— What needs to be done —
For the data below, restate word for word only the lines from the line containing "point: the utility pole in this photo" through the line containing "point: the man in blue shirt in this photo", both ends included.

— Records from a data collection —
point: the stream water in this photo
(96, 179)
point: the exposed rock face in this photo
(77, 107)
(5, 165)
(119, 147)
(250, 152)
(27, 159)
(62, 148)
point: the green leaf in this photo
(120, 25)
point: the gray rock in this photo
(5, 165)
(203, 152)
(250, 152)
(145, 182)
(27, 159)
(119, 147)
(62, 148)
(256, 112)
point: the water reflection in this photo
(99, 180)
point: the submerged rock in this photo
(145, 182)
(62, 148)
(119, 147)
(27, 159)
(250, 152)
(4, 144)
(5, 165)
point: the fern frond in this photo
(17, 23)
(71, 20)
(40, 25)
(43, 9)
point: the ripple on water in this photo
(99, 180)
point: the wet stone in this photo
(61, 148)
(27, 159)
==
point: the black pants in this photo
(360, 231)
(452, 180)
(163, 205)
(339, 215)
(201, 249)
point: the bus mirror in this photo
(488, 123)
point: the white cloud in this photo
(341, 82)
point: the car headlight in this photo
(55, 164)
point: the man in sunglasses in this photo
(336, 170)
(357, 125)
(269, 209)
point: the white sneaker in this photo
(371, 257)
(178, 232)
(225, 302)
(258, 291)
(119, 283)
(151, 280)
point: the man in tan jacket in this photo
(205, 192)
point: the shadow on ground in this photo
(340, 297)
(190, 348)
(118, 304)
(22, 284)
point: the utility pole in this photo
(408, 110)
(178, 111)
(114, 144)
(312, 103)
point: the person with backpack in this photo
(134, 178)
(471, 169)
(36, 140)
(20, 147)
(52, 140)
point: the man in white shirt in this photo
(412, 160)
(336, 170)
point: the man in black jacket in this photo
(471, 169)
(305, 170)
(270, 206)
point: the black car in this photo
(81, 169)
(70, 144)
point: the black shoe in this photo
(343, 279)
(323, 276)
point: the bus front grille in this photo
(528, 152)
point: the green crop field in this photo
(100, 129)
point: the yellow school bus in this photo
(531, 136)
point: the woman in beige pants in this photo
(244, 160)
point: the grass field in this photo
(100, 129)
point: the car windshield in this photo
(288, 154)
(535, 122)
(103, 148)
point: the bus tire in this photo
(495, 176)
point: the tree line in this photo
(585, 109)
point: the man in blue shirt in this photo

— Reply to the task —
point: the utility pole in this photo
(408, 110)
(178, 111)
(114, 144)
(312, 103)
point: the person with backpack in this photo
(134, 178)
(471, 169)
(36, 140)
(20, 147)
(52, 140)
point: the man in white shirt in this photo
(412, 160)
(336, 170)
point: the man in black jacket in this photo
(471, 169)
(305, 170)
(270, 206)
point: the black car in this photo
(81, 169)
(70, 144)
point: the black shoe in this photo
(343, 279)
(323, 276)
point: the bus front grille in this photo
(528, 152)
point: the green crop field in this photo
(100, 129)
point: the yellow school bus in this photo
(531, 136)
point: the woman in beige pants in this photo
(244, 160)
point: the grass field in this photo
(100, 129)
point: the car windshield in this photo
(288, 154)
(535, 122)
(103, 148)
point: the bus tire in this photo
(495, 176)
point: the tree line in this photo
(585, 109)
point: the man in blue shirt in this photo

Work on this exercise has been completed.